Task objective —
Return each line of the data below that contains the word "please". Letter case matters.

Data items
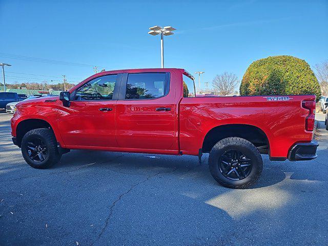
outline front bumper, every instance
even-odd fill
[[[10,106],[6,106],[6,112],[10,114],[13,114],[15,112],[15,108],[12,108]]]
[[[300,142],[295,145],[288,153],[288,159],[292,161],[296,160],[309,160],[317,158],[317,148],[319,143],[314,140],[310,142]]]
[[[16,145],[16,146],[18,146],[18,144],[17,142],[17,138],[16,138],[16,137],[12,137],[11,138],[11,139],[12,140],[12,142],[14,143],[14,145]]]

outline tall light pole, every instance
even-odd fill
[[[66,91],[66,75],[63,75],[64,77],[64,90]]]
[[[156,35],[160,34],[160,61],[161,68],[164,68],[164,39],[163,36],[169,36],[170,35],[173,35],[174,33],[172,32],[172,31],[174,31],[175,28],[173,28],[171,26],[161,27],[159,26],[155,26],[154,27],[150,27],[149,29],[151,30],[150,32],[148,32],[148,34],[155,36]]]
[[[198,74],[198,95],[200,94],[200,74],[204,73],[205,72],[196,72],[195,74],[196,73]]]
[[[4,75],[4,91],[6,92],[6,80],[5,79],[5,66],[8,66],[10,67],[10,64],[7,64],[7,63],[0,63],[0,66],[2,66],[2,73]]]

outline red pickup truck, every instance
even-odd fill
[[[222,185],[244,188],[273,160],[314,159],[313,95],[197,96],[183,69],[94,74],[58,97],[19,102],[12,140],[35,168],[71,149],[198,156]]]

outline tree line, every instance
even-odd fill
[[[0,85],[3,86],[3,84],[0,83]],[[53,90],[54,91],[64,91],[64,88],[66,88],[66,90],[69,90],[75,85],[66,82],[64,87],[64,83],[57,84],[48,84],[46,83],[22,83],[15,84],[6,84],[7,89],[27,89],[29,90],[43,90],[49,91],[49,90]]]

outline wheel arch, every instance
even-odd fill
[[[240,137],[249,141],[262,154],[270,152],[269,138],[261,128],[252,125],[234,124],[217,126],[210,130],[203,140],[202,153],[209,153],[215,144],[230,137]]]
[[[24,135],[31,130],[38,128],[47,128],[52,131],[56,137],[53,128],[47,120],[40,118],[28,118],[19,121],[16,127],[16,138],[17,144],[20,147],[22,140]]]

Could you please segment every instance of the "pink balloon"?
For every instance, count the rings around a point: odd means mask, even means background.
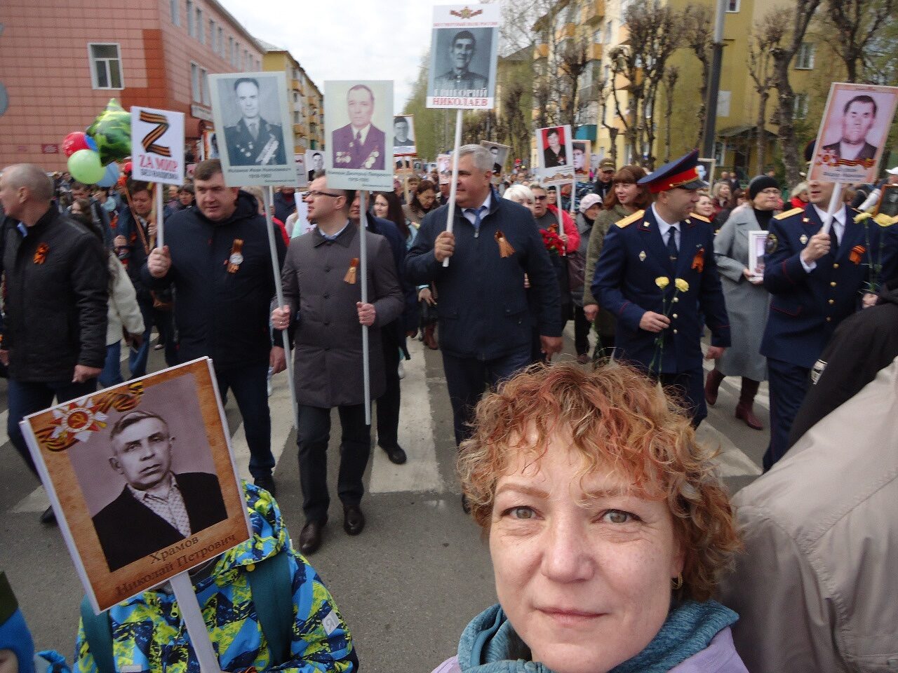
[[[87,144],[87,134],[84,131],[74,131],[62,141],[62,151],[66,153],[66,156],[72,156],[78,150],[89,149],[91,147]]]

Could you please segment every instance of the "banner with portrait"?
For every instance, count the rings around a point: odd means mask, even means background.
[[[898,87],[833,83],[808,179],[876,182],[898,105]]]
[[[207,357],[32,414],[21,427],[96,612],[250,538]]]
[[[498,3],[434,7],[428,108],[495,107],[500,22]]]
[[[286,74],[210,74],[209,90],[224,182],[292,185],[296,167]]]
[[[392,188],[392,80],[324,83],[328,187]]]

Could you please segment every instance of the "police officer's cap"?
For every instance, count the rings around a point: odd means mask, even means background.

Full response —
Could you please segment every instance of the "pink balloon"?
Could you please segment every instance of the "banner with portrait"?
Could you please segment every instance of the "police officer's cap"?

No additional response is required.